╭─ Source passage

ITERATIVE AND INCREMENTAL DEVELOPMENT

(Redirected from Iterative development)

'Iterative and Incremental development' is a cyclical software development process developed in response to the weaknesses of the waterfall model. It is an essential part of the Rational Unified Process, the Dynamic Systems Development Method, Extreme Programming and generally the agile software development frameworks.

Contents
Definition of "Incremental" and "Iterative"
Life-Cycle
Characteristics
History
Credit
See also
External links

Definition of "Incremental" and "Iterative"


''Incremental development'' is a 'scheduling and staging strategy' in which the various parts of the system are developed at different times or rates, and integrated as they are completed. It does not imply, require nor preclude iterative development or waterfall development - both of those are rework strategies. The alternative to incremental development is to develop the entire system with a "big bang" integration.
''Iterative development'' is a 'rework scheduling strategy' in which time is set aside to revise and improve parts of the system. It does not presuppose incremental development, but works very well with it. A typical difference is that the output from an increment is released to users, whereas the output from an iteration is examined for modification. For example, an incremental release might include new functions; a new user interface, new algorithm or new technology, by contrast, is more likely to be integrated, examined, tested, with the result that revisions to the UI, algorithm or technology be marked as work in the following iteration, all prior to release.
The two terms were merged in practical use in the mid-1990s. The authors of the Unified Process (UP) and the Rational Unified Process(RUP) selected the term "iterative development", and "iterations" to generally mean any combination of incremental and iterative development. Most people saying "iterative" development mean that they do both incremental and iterative development. Some project teams get into trouble by doing only one and not the other without realizing it.

Life-Cycle


The basic idea behind iterative enhancement is to develop a software system incrementally, allowing the developer to take advantage of what was being learned during the development of earlier, incremental, deliverable versions of the system. Learning comes from both the development and use of the system, where possible. Key steps in the process were to start with a simple implementation of a subset of the software requirements and iteratively enhance the evolving sequence of versions until the full system is implemented. At each iteration, design modifications are made and new functional capabilities are added.
The Procedure itself consists of the Initialization step, the Iteration step, and the Project Control List. The initialization step creates a base version of the system. The goal for this initial implementation is to create a product to which the user can react. It should offer a sampling of the key aspects of the problem and provide a solution that is simple enough to understand and implement easily. To guide the iteration process, a project control list is created that contains a record of all tasks that need to be performed. It includes such items as new features to be implemented and areas of redesign of the existing solution. The control list is constantly being revised as a result of the analysis phase.

╰─
╭─ Source data

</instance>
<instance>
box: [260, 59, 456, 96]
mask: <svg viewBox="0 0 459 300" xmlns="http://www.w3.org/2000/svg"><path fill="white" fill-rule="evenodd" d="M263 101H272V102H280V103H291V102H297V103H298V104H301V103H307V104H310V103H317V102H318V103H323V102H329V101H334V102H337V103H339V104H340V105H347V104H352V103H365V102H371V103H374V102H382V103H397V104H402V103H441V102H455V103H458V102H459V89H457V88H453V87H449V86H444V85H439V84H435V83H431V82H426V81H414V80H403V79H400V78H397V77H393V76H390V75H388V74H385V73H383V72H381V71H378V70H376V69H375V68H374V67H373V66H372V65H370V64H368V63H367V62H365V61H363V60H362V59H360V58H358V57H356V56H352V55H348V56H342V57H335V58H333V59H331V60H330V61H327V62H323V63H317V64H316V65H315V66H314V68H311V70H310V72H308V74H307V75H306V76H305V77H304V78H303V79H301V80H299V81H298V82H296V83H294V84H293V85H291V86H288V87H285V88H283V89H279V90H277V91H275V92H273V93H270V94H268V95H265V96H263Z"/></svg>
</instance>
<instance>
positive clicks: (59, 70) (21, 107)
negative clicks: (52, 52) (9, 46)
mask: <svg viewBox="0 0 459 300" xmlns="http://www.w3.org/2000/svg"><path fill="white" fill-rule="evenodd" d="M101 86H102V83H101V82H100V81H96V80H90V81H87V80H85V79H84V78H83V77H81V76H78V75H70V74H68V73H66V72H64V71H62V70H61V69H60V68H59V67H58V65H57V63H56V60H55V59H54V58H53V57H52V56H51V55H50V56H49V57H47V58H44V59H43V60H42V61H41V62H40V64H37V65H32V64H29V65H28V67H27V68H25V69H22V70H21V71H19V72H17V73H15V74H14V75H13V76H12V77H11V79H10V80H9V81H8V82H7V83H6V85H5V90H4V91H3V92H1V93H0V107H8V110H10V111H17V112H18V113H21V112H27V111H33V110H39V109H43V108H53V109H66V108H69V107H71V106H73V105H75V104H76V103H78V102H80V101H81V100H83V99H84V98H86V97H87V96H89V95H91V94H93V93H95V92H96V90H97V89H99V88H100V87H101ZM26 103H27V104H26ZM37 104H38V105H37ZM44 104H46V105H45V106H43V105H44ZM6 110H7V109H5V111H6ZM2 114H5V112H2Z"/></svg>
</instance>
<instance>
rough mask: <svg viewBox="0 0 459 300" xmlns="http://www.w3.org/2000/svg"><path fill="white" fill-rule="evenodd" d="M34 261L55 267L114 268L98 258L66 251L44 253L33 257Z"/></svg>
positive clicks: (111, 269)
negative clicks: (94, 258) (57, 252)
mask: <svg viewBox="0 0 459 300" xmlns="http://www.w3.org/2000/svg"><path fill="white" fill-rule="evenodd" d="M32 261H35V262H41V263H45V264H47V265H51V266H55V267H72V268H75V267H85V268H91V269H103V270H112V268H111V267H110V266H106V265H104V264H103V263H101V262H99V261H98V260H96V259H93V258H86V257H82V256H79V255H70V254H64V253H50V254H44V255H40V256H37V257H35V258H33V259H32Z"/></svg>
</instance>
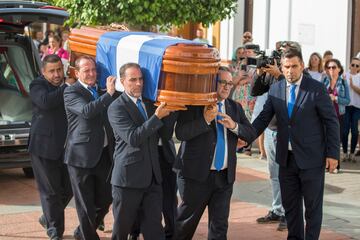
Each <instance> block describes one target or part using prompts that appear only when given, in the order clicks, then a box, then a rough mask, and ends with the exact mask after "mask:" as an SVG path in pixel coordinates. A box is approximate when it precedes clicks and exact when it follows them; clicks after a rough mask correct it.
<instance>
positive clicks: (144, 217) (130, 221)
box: [111, 181, 165, 240]
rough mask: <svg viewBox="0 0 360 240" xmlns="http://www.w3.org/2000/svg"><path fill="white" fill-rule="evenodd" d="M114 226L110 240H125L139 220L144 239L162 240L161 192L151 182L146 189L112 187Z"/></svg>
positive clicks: (123, 187) (161, 201)
mask: <svg viewBox="0 0 360 240" xmlns="http://www.w3.org/2000/svg"><path fill="white" fill-rule="evenodd" d="M112 194H113V206H112V208H113V215H114V226H113V234H112V237H111V239H113V240H127V238H128V234H130V232H131V231H132V230H133V226H134V223H135V221H136V220H137V219H140V221H139V222H140V229H141V232H142V234H143V235H144V239H150V240H152V239H154V240H155V239H156V240H164V239H165V234H164V229H163V227H162V224H161V209H162V190H161V185H159V184H157V183H155V181H153V182H152V183H151V185H150V186H149V187H147V188H139V189H138V188H124V187H118V186H114V185H113V186H112Z"/></svg>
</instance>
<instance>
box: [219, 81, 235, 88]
mask: <svg viewBox="0 0 360 240" xmlns="http://www.w3.org/2000/svg"><path fill="white" fill-rule="evenodd" d="M218 84H221V85H222V86H224V87H225V86H226V85H228V86H229V87H233V86H234V84H233V83H232V82H228V81H226V80H218Z"/></svg>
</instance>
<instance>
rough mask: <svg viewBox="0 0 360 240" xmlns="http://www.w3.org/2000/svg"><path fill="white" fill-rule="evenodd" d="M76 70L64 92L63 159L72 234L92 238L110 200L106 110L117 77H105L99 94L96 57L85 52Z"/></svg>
mask: <svg viewBox="0 0 360 240" xmlns="http://www.w3.org/2000/svg"><path fill="white" fill-rule="evenodd" d="M75 74H76V77H77V78H78V81H77V82H76V83H75V84H74V85H72V86H70V87H68V88H66V90H65V92H64V102H65V110H66V114H67V119H68V138H67V144H66V149H65V163H66V164H67V166H68V171H69V175H70V180H71V185H72V189H73V192H74V198H75V203H76V210H77V214H78V218H79V222H80V228H79V229H80V231H79V229H77V230H76V231H75V232H74V236H75V237H76V238H77V239H84V240H93V239H99V236H98V234H97V233H96V229H97V227H98V226H99V224H100V222H101V221H102V220H103V218H104V216H105V215H106V213H107V212H108V211H109V206H110V204H111V201H112V199H111V185H110V183H109V182H108V181H107V177H108V174H109V172H110V168H111V164H112V153H113V149H114V140H113V134H112V131H111V127H110V125H109V122H108V120H107V114H106V111H107V108H108V106H109V105H110V103H111V102H112V101H113V97H112V95H113V94H114V93H115V79H116V78H115V77H112V76H110V77H108V78H107V80H106V81H107V82H106V92H105V93H103V94H102V95H101V93H100V91H99V90H98V89H97V86H96V81H97V79H96V66H95V61H94V59H93V58H91V57H88V56H82V57H80V58H78V59H77V60H76V62H75ZM79 232H80V234H79ZM79 235H80V236H79Z"/></svg>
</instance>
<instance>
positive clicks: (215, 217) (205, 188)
mask: <svg viewBox="0 0 360 240" xmlns="http://www.w3.org/2000/svg"><path fill="white" fill-rule="evenodd" d="M178 188H179V193H180V196H181V198H182V202H181V203H180V205H179V207H178V213H177V217H176V223H175V224H176V231H175V238H174V239H176V240H191V239H192V238H193V235H194V233H195V230H196V228H197V225H198V224H199V221H200V218H201V216H202V215H203V213H204V210H205V208H206V206H208V212H209V214H208V215H209V220H208V221H209V223H208V228H209V231H208V232H209V233H208V239H209V240H225V239H227V230H228V218H229V212H230V199H231V195H232V191H233V183H228V181H227V170H223V171H219V172H218V171H211V173H210V174H209V177H208V178H207V180H206V181H205V182H198V181H195V180H192V179H188V178H185V177H183V176H182V175H181V174H179V175H178Z"/></svg>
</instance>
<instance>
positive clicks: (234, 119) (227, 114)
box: [224, 99, 236, 142]
mask: <svg viewBox="0 0 360 240" xmlns="http://www.w3.org/2000/svg"><path fill="white" fill-rule="evenodd" d="M224 104H225V112H226V113H225V114H226V115H229V116H230V117H231V118H232V120H234V121H235V122H236V119H235V117H234V116H233V115H234V114H233V112H232V111H231V108H230V104H229V100H227V99H225V102H224ZM226 135H227V140H228V141H227V142H229V135H230V130H229V129H226Z"/></svg>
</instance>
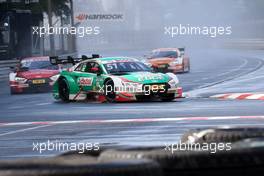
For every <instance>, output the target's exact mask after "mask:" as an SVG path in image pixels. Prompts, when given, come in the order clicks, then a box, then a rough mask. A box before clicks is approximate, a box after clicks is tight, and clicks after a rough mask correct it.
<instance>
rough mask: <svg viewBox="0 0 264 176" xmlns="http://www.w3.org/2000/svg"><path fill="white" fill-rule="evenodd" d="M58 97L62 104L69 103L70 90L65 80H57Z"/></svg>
mask: <svg viewBox="0 0 264 176" xmlns="http://www.w3.org/2000/svg"><path fill="white" fill-rule="evenodd" d="M59 97H60V99H61V100H62V101H64V102H69V101H70V99H69V97H70V89H69V86H68V83H67V80H66V79H65V78H62V79H60V80H59Z"/></svg>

╰─

- [About this task]:
In the text on iterative and incremental development, what does the initialization step create?

- [Solution to this problem]:
A base version of the system.